— Written exercise 1 —
Offset every coordinate in the SVG paths of the listing below by adding 74 to it, and write out the whole listing again, keeping all its other lines unchanged.

— Text extract —
Wondering why kerosene lamps and lanterns need to be pre-heated? Kerosene has a flash point of 100 degrees Fahrenheit which means it needs to reach that temperature before it will produce vapor. Also, kerosene vapor is 30%-50% higher in density than gasoline vapor. Kerosene needs more air (or less fuel) than does gasoline so kerosene generators have a smaller orifice. Another interesting item is that kerosene lanterns have basic fuel pickup tubes rather than fuel and air tubes.

Part Three: Producing Light.Finally we come to the end where the fuel vapor is ignited inside the mantle to produce light.

Fig 9

The mixture of fuel and air directed down the burner tube comes out the burner cap and to the mantle. When ignited, the flame is restricted to the inside of the mantle during normal operation. This flame will cause the mantle to incandesce which is why the mantle is much brighter than just a flame.

So what exactly is a mantle and why does it do what it does? Since I am not a chemist or metallurgist, I can only provide the information I found after much research...and the information that made sense to me.

— Written exercise 2 —
Echo the kerosene lamp text word for word, from "So what exactly" to "sense to me.", inclusive.

— Information given —
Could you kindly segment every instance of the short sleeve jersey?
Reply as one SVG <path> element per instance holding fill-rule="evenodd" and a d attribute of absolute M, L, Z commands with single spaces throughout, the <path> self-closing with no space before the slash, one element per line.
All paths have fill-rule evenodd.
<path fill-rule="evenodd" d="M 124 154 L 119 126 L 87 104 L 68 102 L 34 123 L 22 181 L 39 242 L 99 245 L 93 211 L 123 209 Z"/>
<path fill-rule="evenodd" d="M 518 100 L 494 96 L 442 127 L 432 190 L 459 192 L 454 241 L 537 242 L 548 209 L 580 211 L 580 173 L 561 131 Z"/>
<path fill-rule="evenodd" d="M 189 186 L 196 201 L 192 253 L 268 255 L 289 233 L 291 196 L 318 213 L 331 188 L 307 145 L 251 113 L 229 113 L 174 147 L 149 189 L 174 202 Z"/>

— Exercise solution 1 —
Could you kindly segment every instance of the short sleeve jersey?
Reply as one SVG <path> element per instance holding fill-rule="evenodd" and a d attribute of absolute M, L, Z commands with single spaces throughout, the <path> self-closing with no space before the slash, one element per line.
All paths have fill-rule evenodd.
<path fill-rule="evenodd" d="M 198 228 L 193 200 L 161 178 L 142 176 L 108 197 L 96 255 L 113 316 L 173 319 L 167 285 L 197 283 Z"/>
<path fill-rule="evenodd" d="M 592 174 L 568 170 L 516 201 L 506 264 L 533 266 L 528 315 L 611 316 L 622 283 L 654 285 L 654 247 L 635 205 Z"/>
<path fill-rule="evenodd" d="M 263 260 L 270 275 L 266 327 L 342 329 L 363 307 L 365 270 L 392 287 L 405 262 L 381 219 L 325 187 L 303 187 L 248 221 L 223 263 L 248 276 Z"/>

— Exercise solution 2 —
So what exactly is a mantle and why does it do what it does? Since I am not a chemist or metallurgist, I can only provide the information I found after much research...and the information that made sense to me.